◆ The exercise: Identify each line of the data below that contains the word "bird", and copy those lines. The match is case-sensitive.

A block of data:
++++++++++

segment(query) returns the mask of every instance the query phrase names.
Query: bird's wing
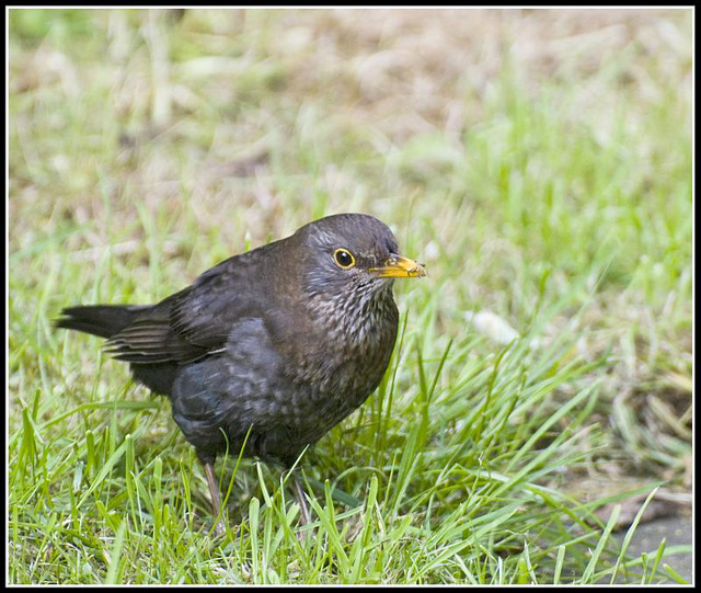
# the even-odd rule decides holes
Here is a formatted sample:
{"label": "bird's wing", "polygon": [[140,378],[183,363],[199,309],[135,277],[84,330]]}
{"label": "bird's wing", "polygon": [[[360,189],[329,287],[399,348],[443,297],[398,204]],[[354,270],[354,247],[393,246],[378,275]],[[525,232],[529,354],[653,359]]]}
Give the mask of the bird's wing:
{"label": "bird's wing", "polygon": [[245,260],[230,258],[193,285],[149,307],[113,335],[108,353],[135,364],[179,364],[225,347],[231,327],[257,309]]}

++++++++++

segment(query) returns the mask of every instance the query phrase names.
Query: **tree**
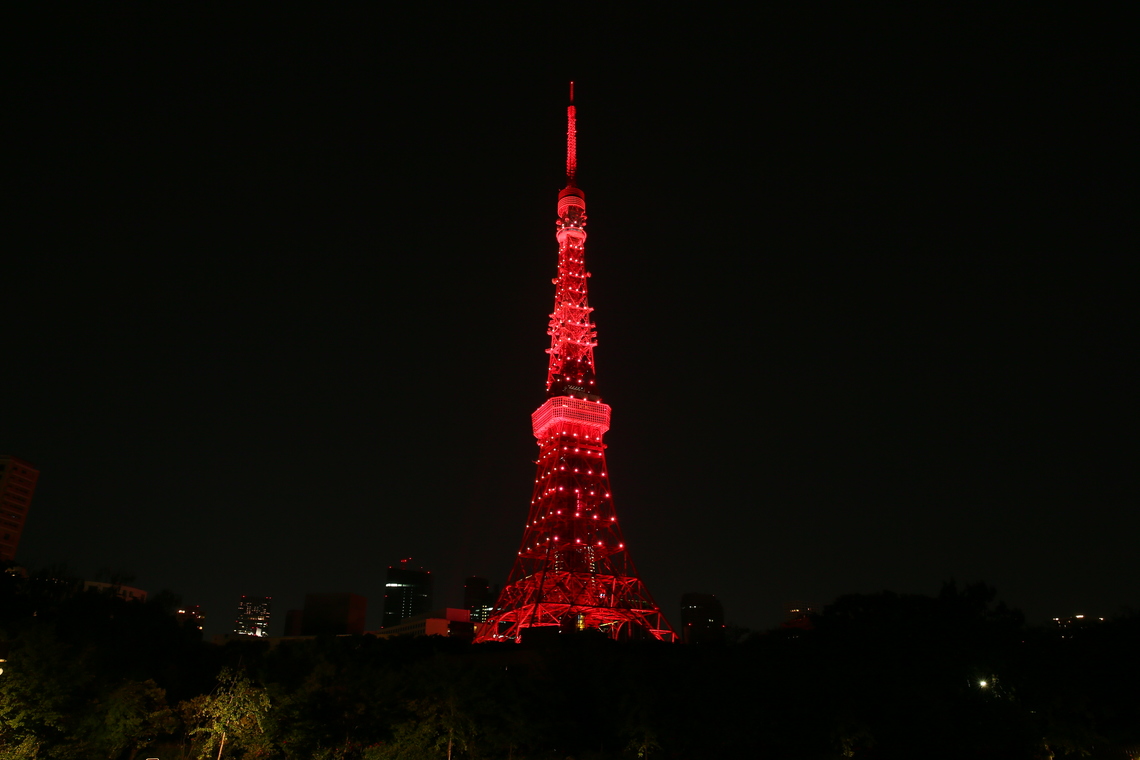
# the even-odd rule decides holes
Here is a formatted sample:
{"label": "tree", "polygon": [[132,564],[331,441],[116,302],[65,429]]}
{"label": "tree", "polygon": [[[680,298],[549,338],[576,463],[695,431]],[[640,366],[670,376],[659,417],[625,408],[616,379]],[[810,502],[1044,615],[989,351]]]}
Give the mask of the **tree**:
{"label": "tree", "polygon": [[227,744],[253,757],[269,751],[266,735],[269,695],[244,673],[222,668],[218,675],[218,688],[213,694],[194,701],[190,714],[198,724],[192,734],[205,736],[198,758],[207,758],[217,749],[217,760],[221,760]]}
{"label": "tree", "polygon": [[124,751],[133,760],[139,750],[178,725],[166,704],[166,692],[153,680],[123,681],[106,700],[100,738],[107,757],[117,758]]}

++++++++++

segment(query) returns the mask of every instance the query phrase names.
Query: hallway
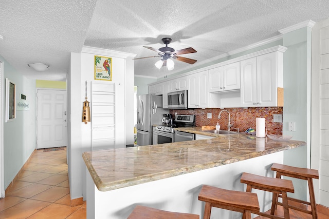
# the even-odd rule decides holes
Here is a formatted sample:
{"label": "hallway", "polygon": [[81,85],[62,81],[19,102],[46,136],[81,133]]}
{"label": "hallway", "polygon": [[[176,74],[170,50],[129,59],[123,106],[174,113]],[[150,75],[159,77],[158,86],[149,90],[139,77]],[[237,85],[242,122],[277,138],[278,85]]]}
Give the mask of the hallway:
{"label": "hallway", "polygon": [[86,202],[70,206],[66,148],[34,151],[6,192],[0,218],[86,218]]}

++++++++++

◆ Solved problem:
Query: bird's wing
{"label": "bird's wing", "polygon": [[140,378],[183,363],[199,309],[135,277],[84,330]]}
{"label": "bird's wing", "polygon": [[[360,189],[329,287],[399,348],[443,297],[398,204]],[[354,270],[354,247],[393,246],[378,275]],[[525,232],[529,354],[653,359]]]}
Give the mask of the bird's wing:
{"label": "bird's wing", "polygon": [[245,260],[230,258],[193,285],[149,307],[113,335],[108,353],[135,364],[179,364],[225,347],[231,327],[257,309]]}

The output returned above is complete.